Decide whether each statement agrees with the passage on the penny press, and support each yes or no with the exact words of the passage that settle it: (a) the passage calls the last fifty years of Queen Victoria's reign the Augustan age of the press; (b) the passage describes the London Times as a penny paper; (c) the passage says that in the more popular forms of journalism one political party clearly dominates.

━━━━━ SUPPLIED TEXT ━━━━━

These somewhat gloomy reflections are applicable only to the penny press. In the more popular forms of journalism honours between the two political parties are nearly equally divided. But stress is to be laid in this matter chiefly on the penny press, because it is only in these journals or more expensive ones that any considerable space can be given to political debates and intellectual and artistic interests. They are a necessity to any man of culture and it is a disaster for him if opinions on important matters in the leading organs become stereotyped in what some may regard as a prejudiced point of view. Again the importance of the penny press in this connection arises in another form, because in what I am disposed to consider the Augustan age of the press, the last fifty years of Queen Victoria’s reign, it was this section which really raised British journalism to a height of dignity and power, which has never been equalled and most probably never will be again.

During this golden period, in the course of which the penalyzing taxes on advertisements and paper were removed, the rise of those powerful and rich organizations took place such as we pre-eminently connect with our idea of an “organ of the press.” This idea itself is probably more completely embodied than anywhere else in the London Times, which although not itself a penny paper, set the standard to which the penny morning journals of the United Kingdom more or less approximated. The foundation of the power and influence of our great metropolitan and provincial dailies was continuity of proprietorship and of general policy over a long period and the possession of great wealth. They were too valuable, both as properties and as political weapons, to pass easily from hand to hand and the families in whose possession they remained constituted a little aristocracy of high ideals and great stability of character. This represents one side of the medal. The other must be looked for in the staffs of journalists, who worked for them and the system of co-operation and the sacrifice of interests on both sides.

━━━━━ STORED ROWS ━━━━━

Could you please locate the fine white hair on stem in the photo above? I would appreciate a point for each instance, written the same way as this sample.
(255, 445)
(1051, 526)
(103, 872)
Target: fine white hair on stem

━━━━━

SOLVED EXERCISE:
(a) Yes: "the Augustan age of the press, the last fifty years of Queen Victoria’s reign"
(b) No: "although not itself a penny paper"
(c) No: "honours between the two political parties are nearly equally divided"